• **Task statement**
Write out the material exactly, with the pictures left out.

-- START Records for this task --

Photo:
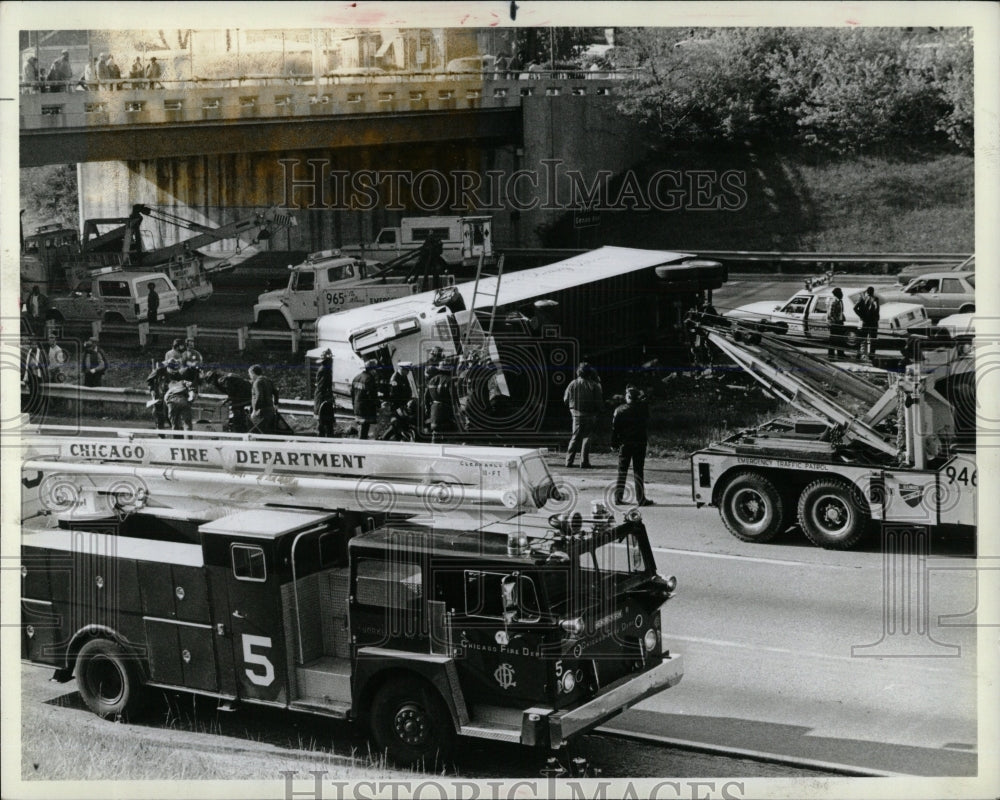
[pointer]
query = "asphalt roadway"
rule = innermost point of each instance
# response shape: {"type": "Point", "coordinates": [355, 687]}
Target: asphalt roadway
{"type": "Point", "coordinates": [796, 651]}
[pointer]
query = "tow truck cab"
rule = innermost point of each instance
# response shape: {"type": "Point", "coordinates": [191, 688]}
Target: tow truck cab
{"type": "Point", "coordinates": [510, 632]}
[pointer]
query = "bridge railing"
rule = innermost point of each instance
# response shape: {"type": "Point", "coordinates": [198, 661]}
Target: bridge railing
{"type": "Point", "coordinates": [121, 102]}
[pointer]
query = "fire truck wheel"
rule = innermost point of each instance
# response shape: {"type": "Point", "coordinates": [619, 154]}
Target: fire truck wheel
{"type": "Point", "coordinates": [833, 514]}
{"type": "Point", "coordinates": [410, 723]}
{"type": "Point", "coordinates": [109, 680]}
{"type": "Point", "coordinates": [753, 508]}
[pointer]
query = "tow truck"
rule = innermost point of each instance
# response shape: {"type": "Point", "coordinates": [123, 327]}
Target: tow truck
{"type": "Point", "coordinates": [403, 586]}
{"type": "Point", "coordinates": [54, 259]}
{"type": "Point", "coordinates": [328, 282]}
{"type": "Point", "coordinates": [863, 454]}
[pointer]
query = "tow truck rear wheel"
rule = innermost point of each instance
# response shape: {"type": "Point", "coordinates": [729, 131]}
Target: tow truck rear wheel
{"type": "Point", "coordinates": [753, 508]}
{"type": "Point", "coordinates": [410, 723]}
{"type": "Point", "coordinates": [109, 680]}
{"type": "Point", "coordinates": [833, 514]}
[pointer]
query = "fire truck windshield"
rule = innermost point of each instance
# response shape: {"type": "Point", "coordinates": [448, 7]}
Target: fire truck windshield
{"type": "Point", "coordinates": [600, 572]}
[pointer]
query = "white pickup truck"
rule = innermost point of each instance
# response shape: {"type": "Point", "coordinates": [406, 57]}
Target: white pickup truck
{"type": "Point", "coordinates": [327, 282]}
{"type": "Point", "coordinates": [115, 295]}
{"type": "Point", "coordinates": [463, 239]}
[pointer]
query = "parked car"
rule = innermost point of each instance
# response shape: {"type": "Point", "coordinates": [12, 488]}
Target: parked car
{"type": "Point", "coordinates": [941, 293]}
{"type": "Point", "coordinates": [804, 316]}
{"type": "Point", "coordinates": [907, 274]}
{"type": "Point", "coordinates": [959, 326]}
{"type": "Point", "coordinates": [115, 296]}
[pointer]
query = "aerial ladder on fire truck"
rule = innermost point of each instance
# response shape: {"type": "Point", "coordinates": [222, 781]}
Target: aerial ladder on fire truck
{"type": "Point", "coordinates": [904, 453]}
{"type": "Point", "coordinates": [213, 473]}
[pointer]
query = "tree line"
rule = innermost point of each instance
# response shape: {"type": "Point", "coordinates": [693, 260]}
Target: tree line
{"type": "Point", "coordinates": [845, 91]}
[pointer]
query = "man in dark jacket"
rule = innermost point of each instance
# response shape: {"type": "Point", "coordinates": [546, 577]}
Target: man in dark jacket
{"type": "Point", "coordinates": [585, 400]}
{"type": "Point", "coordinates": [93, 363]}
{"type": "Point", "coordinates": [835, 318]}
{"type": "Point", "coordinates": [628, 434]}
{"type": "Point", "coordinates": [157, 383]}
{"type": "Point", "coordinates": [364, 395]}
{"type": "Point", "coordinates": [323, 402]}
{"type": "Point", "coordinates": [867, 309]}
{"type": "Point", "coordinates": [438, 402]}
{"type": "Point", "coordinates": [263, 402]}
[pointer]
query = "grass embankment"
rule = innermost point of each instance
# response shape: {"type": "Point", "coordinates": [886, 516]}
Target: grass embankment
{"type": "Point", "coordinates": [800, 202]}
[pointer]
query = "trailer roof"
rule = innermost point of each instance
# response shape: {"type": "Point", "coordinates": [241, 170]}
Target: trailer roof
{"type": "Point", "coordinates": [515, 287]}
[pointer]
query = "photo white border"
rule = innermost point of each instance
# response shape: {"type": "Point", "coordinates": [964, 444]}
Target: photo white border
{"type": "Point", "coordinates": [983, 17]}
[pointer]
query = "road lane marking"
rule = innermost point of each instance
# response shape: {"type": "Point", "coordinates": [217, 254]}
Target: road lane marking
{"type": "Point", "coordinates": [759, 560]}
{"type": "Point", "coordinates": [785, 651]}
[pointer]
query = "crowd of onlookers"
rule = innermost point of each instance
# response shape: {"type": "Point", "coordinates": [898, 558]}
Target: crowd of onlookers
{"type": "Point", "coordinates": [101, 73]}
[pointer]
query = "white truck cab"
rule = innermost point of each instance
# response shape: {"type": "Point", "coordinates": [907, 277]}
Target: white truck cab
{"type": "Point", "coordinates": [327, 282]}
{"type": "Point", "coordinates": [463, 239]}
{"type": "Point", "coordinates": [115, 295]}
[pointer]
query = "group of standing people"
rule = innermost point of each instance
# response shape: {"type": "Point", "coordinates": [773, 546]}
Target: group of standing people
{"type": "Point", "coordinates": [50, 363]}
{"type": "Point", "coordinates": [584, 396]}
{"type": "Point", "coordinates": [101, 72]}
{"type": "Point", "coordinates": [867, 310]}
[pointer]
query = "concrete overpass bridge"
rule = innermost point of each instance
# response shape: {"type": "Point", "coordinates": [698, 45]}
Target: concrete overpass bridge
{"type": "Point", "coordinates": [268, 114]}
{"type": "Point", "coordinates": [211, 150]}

-- END Records for this task --

• **Exercise solution**
Photo:
[pointer]
query = "asphalt roadway"
rule = innermost point of each instance
# response shape: {"type": "Point", "coordinates": [355, 687]}
Target: asphalt roadway
{"type": "Point", "coordinates": [796, 651]}
[pointer]
query = "tow truck cab"
rule = innermost point of each instance
# response shape: {"type": "Point", "coordinates": [191, 688]}
Target: tow truck cab
{"type": "Point", "coordinates": [510, 632]}
[pointer]
query = "bridge railing"
rule = innermost point of each instance
# response shape: {"type": "Point", "coordinates": [198, 661]}
Target: bridge railing
{"type": "Point", "coordinates": [121, 102]}
[pointer]
query = "fire truck wheel"
rule = innermost point of each instance
# response shape: {"type": "Point", "coordinates": [619, 154]}
Target: fire truck wheel
{"type": "Point", "coordinates": [833, 514]}
{"type": "Point", "coordinates": [410, 723]}
{"type": "Point", "coordinates": [109, 680]}
{"type": "Point", "coordinates": [753, 508]}
[pointer]
query = "tow truck"
rule = innermost point of each instance
# response shape: {"type": "Point", "coordinates": [123, 327]}
Target: tow truck
{"type": "Point", "coordinates": [403, 586]}
{"type": "Point", "coordinates": [54, 259]}
{"type": "Point", "coordinates": [328, 282]}
{"type": "Point", "coordinates": [863, 454]}
[pointer]
query = "tow truck rear wheel"
rule = innermost point of each instance
# response shape: {"type": "Point", "coordinates": [729, 131]}
Target: tow truck rear wheel
{"type": "Point", "coordinates": [753, 508]}
{"type": "Point", "coordinates": [410, 723]}
{"type": "Point", "coordinates": [109, 680]}
{"type": "Point", "coordinates": [833, 514]}
[pointer]
query = "fire truck windshield"
rule = innermost point of each instance
# response shape: {"type": "Point", "coordinates": [448, 7]}
Target: fire truck windshield
{"type": "Point", "coordinates": [600, 572]}
[pointer]
query = "white pickup truck"
rule = innermost point of each instance
# response shape: {"type": "Point", "coordinates": [406, 57]}
Target: white pickup truck
{"type": "Point", "coordinates": [327, 282]}
{"type": "Point", "coordinates": [115, 295]}
{"type": "Point", "coordinates": [463, 239]}
[pointer]
query = "parked car"
rule = innermost point of each instance
# response shape: {"type": "Point", "coordinates": [12, 488]}
Target: parked car
{"type": "Point", "coordinates": [941, 293]}
{"type": "Point", "coordinates": [804, 316]}
{"type": "Point", "coordinates": [907, 274]}
{"type": "Point", "coordinates": [959, 326]}
{"type": "Point", "coordinates": [115, 296]}
[pointer]
query = "aerial ladder on fire truck"
rule = innermost point of each instance
# response shape: {"type": "Point", "coordinates": [222, 781]}
Target: aerial ladder on fire truck
{"type": "Point", "coordinates": [904, 453]}
{"type": "Point", "coordinates": [213, 473]}
[pointer]
query = "tree line"
rule = innermost point of each instance
# response shape: {"type": "Point", "coordinates": [693, 260]}
Target: tree line
{"type": "Point", "coordinates": [845, 91]}
[pointer]
query = "man in dark jacket"
rule = innermost point of each instance
# response shape: {"type": "Point", "coordinates": [546, 577]}
Target: man in dark jacket
{"type": "Point", "coordinates": [585, 400]}
{"type": "Point", "coordinates": [93, 363]}
{"type": "Point", "coordinates": [835, 318]}
{"type": "Point", "coordinates": [628, 434]}
{"type": "Point", "coordinates": [157, 383]}
{"type": "Point", "coordinates": [364, 395]}
{"type": "Point", "coordinates": [323, 402]}
{"type": "Point", "coordinates": [867, 309]}
{"type": "Point", "coordinates": [438, 402]}
{"type": "Point", "coordinates": [263, 402]}
[pointer]
query = "grass embankment"
rule = innermost point of each instance
# response shape: {"type": "Point", "coordinates": [886, 516]}
Target: grass embankment
{"type": "Point", "coordinates": [800, 202]}
[pointer]
query = "trailer roof"
rule = innermost point of each instance
# response shape: {"type": "Point", "coordinates": [241, 170]}
Target: trailer roof
{"type": "Point", "coordinates": [515, 287]}
[pointer]
query = "photo white border"
rule = innermost point of each instance
# response shape: {"type": "Point", "coordinates": [964, 444]}
Target: photo white border
{"type": "Point", "coordinates": [983, 17]}
[pointer]
query = "road lane marking"
rule = innermost point of each instance
# response shape: {"type": "Point", "coordinates": [217, 254]}
Target: road lane marking
{"type": "Point", "coordinates": [759, 560]}
{"type": "Point", "coordinates": [785, 651]}
[pointer]
query = "crowd of onlookers"
rule = innermost point of each instance
# response shape: {"type": "Point", "coordinates": [898, 558]}
Target: crowd of onlookers
{"type": "Point", "coordinates": [101, 73]}
[pointer]
query = "white truck cab"
rule = innermost point of each instance
# response shape: {"type": "Point", "coordinates": [907, 277]}
Target: white truck cab
{"type": "Point", "coordinates": [327, 282]}
{"type": "Point", "coordinates": [463, 239]}
{"type": "Point", "coordinates": [115, 295]}
[pointer]
query = "group of standing people"
rule = innermost point of each instance
# response shape: {"type": "Point", "coordinates": [773, 546]}
Target: group of standing people
{"type": "Point", "coordinates": [50, 363]}
{"type": "Point", "coordinates": [584, 396]}
{"type": "Point", "coordinates": [101, 72]}
{"type": "Point", "coordinates": [867, 310]}
[pointer]
query = "concrete overpass bridge"
rule = innermost point of each instance
# response shape: {"type": "Point", "coordinates": [698, 45]}
Target: concrete overpass bridge
{"type": "Point", "coordinates": [268, 114]}
{"type": "Point", "coordinates": [211, 150]}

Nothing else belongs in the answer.